#### Selected excerpt ####

GOD: “I can see you, Adam.”

ADAM: “No, you can’t.”

GOD: “Yeah, I’m pretty sure I can.”

Then, there’s that whole burning bush thing. Do you think for one minute that wasn’t a setup for Moses? “Come on out God. We know you’re hiding there, waiting to pounce on our slightest indiscretion. That’s sneaky.” Sorry, I just can’t believe in that kind of god.

Somewhere along life’s journey, we are supposed to grow into the person we were created to be. But, we got snookered by the lies. Unfortunately, change isn’t going to happen on its own.

And don’t think for a moment that it’s just you. People who seem to have everything are hungry for that something “more”. Deep within every one of us is a longing for purpose. But, we can spend a lifetime whacking away at it in our foolish efforts to figure it out.

I think our world today has successfully sucked the life out of anyone who believes for one minute that we are here for more than accumulating fake friends on FB, making lots of money, having the newest iPhone, or investing in the latest miracle weight loss cure. And for what?

Get up. Do life. Go to bed. Repeat.

#### Dataset excerpts ####

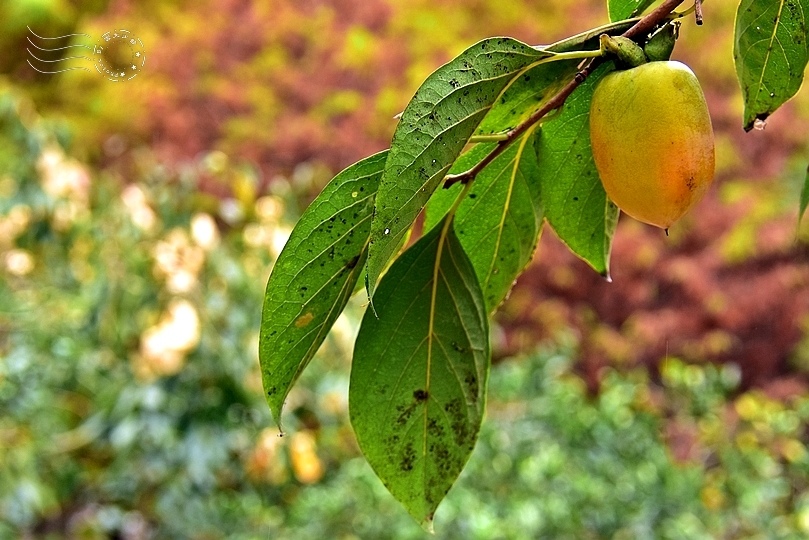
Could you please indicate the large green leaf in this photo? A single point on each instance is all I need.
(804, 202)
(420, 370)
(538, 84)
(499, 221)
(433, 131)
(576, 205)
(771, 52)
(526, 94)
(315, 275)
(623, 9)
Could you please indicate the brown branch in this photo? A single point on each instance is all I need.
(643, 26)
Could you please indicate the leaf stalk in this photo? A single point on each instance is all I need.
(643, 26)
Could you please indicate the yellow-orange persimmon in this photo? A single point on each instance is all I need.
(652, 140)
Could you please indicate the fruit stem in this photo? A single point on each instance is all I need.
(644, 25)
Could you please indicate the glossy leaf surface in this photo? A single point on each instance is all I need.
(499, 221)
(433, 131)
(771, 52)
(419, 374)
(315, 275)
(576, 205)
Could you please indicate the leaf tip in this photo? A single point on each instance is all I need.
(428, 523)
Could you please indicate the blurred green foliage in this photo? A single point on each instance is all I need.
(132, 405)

####
#### Dataset excerpts ####

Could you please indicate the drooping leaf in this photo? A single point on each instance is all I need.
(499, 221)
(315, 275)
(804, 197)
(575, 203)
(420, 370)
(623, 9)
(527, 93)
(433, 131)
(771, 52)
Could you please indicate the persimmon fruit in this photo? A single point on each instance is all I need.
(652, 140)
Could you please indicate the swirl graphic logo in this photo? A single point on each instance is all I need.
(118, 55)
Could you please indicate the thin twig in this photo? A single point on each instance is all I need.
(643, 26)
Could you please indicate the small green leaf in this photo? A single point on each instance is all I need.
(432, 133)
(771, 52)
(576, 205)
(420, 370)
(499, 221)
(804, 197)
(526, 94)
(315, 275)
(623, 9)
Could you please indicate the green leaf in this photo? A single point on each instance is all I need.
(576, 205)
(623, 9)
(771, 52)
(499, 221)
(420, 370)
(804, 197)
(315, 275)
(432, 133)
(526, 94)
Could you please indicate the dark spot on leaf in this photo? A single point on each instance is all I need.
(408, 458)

####

Exercise tasks:
1 - In the reflection on finding purpose, what does the writer say lies deep within every one of us?
2 - Recast the paragraph of the reflection on finding purpose that begins "I think our world today" as a brief bulleted list.
3 - Carry on the reflection on finding purpose from its final line.

Responses in order:
1 - A longing for purpose.

2 -
- The writer believes today's world has drained the life out of anyone who thinks we exist for more than:
  - accumulating fake friends on FB
  - making lots of money
  - having the newest iPhone
  - investing in the latest miracle weight loss cure
- The writer asks what all of this is for.

3 -
The fact remains, we have all been given a purpose in this life, the passion to fulfill it, and lots of poopyheads along the way intent on screwing it all up! The truth of our essence has been stifled, stuffed away, and rendered irrelevant, along with God and all that matters for humankind.

I believe “religion” has become something God never intended. For so long, if we stuck with it, we learned to stay within our comfortable unquestioned faith because to do otherwise was just too daunting. So religion became empty and void of meaning. And when young people came along who were not afraid to ask the hard questions and were not content with the canned answers the Church offered, they left in droves, and they’re still leaving.

“So what is my purpose?” – you ask. Why am I here? Good question. Our struggle is embedded in worldly pursuits that ultimately bring us to a dead-end. We want life on our terms. We don’t want to struggle, we don’t want to suffer, and we damn sure don’t want to encounter anyone else’s suffering. We have enough to deal with trying to stand out in this dog-eat-dog world. The point is that none of it offers fulfillment that lasts. Striving for more, paradoxically, leaves us emptier and hungrier.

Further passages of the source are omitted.